[Dataset entries]
┌────────

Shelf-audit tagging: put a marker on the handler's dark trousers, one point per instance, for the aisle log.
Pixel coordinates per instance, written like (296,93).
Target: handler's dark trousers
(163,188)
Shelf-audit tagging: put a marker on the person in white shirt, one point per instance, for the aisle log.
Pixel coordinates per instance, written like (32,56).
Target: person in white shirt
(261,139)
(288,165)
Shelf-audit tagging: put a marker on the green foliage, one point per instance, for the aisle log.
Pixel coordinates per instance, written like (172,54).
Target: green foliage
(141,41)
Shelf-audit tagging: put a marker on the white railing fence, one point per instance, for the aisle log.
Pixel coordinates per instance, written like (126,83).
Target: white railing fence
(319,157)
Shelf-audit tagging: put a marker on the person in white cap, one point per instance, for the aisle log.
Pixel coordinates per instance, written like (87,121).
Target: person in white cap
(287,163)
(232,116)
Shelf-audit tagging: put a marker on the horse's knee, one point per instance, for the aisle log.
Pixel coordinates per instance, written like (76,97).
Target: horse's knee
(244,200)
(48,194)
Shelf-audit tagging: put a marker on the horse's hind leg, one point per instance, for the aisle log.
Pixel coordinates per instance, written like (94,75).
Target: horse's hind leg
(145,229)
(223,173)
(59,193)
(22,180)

└────────

Rescale the records above: write out every line again in full, multiplying each pixel coordinate in the answers by 1.9 and rounding to whole numbers, with halves rounded up. Keep the format samples as they are.

[TASK RESPONSE]
Shelf-audit tagging: put a marker on the handler's dark trousers, one point per instance, for the aisle log.
Pixel coordinates per instance, written like (296,93).
Target: handler's dark trousers
(310,357)
Shelf-audit tagging: put a marker on the person in white shirt, one point per instance, for the aisle log.
Pixel coordinates per instance, written like (32,56).
Target: person in white shirt
(496,264)
(547,314)
Shelf-audit tagging: put a marker on the green foliage, one point per instance, for the aisle log.
Pixel coordinates per instance, written like (172,54).
Target: green foliage
(268,78)
Shelf-audit tagging: put a marker on the white railing fence, one point per instance, for the aisle log.
Pixel coordinates per instance, written like (126,83).
Target: white railing fence
(606,298)
Shelf-audit tagging: put a marker on the person in white cap, one point per instance, for the aisle log.
Pixel coordinates per instance, written like (87,121).
Target: person in white cap
(545,310)
(441,220)
Shelf-audit tagging: put a marker on the horse's knee, one point per instance, for the aisle log.
Pixel coordinates per instance, written like (76,97).
Target: horse's knee
(464,380)
(91,369)
Shelf-audit tagging: put a marker on the horse's hind leg, one point per instance, for the aisle log.
Pixel coordinates per instance, written like (94,75).
Target: horse's hind leg
(276,435)
(424,329)
(112,367)
(42,342)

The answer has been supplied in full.